• [Prompt]
Output as a JSON list of strings, one string per line, the lines of the listing below, starting with its first line and going on through the line containing "<point>144,161</point>", both included. Omit blank lines and leave the pictures out of the answer.

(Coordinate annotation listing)
* START *

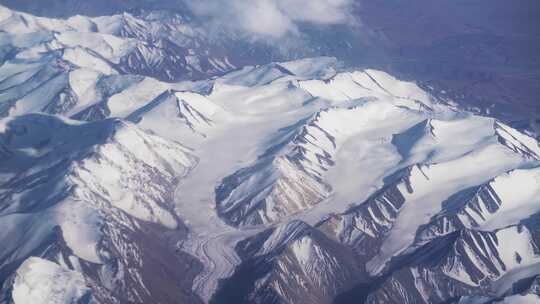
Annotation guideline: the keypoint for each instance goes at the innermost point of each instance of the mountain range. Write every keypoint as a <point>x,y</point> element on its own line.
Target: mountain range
<point>144,161</point>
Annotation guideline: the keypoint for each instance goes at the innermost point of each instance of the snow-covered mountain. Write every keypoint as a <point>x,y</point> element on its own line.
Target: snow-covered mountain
<point>290,182</point>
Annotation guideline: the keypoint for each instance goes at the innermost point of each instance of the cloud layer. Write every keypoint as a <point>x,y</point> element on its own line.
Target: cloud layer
<point>273,18</point>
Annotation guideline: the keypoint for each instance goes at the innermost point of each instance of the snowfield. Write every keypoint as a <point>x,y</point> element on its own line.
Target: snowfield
<point>289,182</point>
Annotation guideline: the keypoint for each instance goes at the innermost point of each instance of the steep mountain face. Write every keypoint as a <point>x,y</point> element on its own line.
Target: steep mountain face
<point>290,263</point>
<point>93,198</point>
<point>291,182</point>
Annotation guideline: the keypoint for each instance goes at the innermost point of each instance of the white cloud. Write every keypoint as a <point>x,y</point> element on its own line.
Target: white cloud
<point>274,18</point>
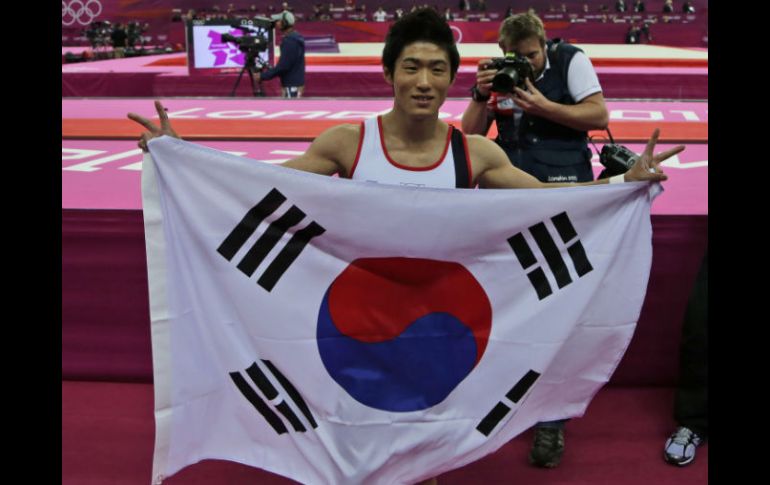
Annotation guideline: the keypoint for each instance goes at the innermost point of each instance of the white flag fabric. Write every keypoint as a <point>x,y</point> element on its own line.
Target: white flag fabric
<point>344,332</point>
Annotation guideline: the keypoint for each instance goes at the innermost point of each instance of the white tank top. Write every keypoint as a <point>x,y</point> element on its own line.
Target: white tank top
<point>373,164</point>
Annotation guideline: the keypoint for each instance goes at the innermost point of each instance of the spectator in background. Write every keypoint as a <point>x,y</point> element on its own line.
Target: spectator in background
<point>291,65</point>
<point>380,15</point>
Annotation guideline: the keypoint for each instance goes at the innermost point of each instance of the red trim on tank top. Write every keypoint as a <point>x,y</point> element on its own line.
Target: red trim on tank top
<point>358,152</point>
<point>414,169</point>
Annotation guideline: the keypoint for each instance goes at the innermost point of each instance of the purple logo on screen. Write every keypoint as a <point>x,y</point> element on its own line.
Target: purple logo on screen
<point>221,50</point>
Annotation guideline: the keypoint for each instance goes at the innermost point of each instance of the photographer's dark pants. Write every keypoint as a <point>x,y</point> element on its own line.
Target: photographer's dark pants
<point>691,400</point>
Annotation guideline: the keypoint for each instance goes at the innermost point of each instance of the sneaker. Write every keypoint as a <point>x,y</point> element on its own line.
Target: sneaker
<point>680,446</point>
<point>547,447</point>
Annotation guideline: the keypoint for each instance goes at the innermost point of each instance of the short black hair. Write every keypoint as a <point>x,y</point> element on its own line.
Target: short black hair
<point>422,25</point>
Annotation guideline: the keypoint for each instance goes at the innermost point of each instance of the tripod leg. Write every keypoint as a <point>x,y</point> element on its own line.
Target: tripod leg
<point>254,90</point>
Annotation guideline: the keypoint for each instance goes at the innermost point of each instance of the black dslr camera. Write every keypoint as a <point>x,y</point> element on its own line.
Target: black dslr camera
<point>511,73</point>
<point>616,159</point>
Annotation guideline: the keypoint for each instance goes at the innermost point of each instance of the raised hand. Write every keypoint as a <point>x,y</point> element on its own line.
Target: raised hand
<point>646,167</point>
<point>154,130</point>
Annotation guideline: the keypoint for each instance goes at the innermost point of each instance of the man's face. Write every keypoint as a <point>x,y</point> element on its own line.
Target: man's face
<point>421,78</point>
<point>531,50</point>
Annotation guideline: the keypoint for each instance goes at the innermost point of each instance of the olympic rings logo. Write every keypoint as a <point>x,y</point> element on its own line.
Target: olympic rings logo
<point>81,12</point>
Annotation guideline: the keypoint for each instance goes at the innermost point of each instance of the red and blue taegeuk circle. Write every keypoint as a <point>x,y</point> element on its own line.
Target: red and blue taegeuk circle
<point>399,334</point>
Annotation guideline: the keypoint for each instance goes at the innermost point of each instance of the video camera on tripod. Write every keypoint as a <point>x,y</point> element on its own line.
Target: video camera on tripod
<point>252,45</point>
<point>255,43</point>
<point>616,158</point>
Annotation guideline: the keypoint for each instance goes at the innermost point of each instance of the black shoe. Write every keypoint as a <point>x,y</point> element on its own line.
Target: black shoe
<point>680,447</point>
<point>547,447</point>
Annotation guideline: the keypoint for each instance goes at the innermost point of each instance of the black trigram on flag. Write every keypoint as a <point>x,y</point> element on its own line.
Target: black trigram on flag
<point>552,254</point>
<point>501,409</point>
<point>276,400</point>
<point>268,240</point>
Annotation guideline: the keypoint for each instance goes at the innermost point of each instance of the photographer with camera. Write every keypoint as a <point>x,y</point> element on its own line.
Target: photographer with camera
<point>544,96</point>
<point>291,66</point>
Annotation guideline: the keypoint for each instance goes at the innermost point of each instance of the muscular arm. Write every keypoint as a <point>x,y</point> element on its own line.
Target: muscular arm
<point>494,171</point>
<point>476,119</point>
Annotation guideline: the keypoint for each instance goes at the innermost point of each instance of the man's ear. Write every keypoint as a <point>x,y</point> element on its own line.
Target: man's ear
<point>387,75</point>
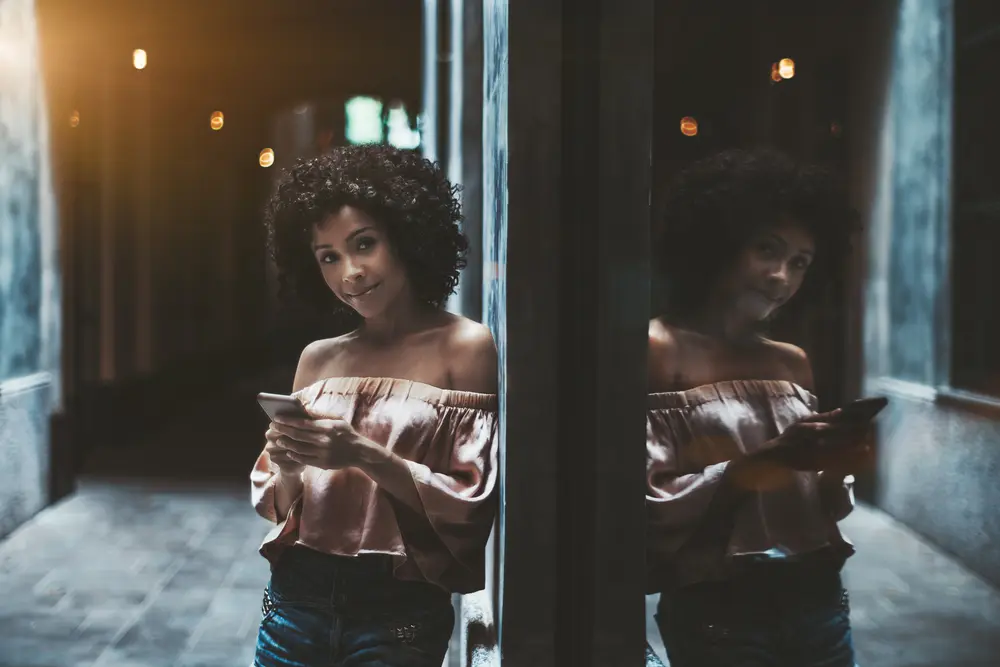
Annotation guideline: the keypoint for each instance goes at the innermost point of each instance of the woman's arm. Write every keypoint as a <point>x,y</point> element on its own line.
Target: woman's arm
<point>276,479</point>
<point>471,356</point>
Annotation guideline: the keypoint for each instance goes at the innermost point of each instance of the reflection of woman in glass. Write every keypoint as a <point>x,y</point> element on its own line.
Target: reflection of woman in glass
<point>746,482</point>
<point>384,496</point>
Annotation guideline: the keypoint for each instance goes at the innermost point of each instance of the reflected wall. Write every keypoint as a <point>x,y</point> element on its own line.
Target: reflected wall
<point>28,298</point>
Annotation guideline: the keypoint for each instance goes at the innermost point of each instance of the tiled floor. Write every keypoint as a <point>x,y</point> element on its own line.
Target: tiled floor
<point>134,575</point>
<point>136,570</point>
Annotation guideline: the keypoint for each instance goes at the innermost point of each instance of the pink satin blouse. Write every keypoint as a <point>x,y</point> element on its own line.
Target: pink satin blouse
<point>449,440</point>
<point>690,438</point>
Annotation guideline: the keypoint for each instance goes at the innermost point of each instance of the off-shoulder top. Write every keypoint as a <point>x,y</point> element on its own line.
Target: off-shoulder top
<point>694,533</point>
<point>449,441</point>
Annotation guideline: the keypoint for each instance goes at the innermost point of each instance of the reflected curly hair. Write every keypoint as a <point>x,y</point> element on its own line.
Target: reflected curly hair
<point>714,208</point>
<point>410,196</point>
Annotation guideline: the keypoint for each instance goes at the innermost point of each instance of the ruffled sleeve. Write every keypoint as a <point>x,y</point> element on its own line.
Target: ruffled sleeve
<point>677,497</point>
<point>456,484</point>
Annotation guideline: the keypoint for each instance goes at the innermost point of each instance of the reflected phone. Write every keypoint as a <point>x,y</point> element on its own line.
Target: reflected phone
<point>275,405</point>
<point>864,409</point>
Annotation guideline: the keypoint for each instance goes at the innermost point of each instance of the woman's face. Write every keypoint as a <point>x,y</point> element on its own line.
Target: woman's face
<point>769,270</point>
<point>358,263</point>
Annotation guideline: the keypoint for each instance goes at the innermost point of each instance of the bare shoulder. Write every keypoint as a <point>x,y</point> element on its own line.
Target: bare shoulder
<point>471,356</point>
<point>794,361</point>
<point>662,358</point>
<point>318,358</point>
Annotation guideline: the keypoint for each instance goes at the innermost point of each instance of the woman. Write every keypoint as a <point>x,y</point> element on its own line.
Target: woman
<point>746,483</point>
<point>384,497</point>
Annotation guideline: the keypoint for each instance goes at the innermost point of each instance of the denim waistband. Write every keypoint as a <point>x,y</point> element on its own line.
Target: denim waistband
<point>305,574</point>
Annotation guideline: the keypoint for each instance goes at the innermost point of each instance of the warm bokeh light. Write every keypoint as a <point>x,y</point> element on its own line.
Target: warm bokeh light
<point>786,68</point>
<point>689,126</point>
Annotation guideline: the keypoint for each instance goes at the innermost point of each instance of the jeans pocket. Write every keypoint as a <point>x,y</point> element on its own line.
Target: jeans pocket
<point>426,630</point>
<point>267,605</point>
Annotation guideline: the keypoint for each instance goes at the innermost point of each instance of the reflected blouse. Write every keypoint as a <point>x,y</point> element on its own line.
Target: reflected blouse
<point>696,534</point>
<point>449,441</point>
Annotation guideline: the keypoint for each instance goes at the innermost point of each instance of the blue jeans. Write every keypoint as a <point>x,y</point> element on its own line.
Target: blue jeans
<point>335,611</point>
<point>776,621</point>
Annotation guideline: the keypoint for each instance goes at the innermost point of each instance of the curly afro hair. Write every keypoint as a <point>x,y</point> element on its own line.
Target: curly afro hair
<point>716,206</point>
<point>405,193</point>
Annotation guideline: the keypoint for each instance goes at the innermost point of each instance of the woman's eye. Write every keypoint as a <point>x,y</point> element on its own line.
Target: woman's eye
<point>767,249</point>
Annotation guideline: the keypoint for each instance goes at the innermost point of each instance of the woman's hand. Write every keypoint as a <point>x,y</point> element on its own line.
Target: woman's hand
<point>328,444</point>
<point>279,456</point>
<point>823,442</point>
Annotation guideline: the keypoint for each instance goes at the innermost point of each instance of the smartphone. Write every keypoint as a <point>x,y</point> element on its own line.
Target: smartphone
<point>276,405</point>
<point>864,409</point>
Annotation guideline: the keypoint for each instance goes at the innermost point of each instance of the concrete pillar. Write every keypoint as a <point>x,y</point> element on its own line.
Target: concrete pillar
<point>567,128</point>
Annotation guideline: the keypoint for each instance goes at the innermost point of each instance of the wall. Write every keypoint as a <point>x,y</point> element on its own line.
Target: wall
<point>492,201</point>
<point>29,332</point>
<point>939,448</point>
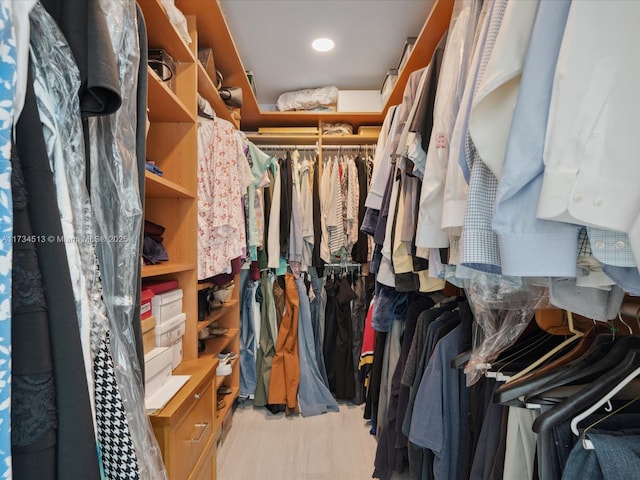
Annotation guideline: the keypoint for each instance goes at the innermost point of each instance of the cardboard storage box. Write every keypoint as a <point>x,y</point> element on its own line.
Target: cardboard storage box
<point>169,334</point>
<point>148,334</point>
<point>160,287</point>
<point>166,306</point>
<point>146,296</point>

* END *

• [Output]
[
  "Annotation guideline: the keypoint for each instance goes at the innermost point of each instance of the mountain range. Write every keypoint as a <point>x,y</point> element on its own line.",
  "Target: mountain range",
  "<point>144,161</point>"
]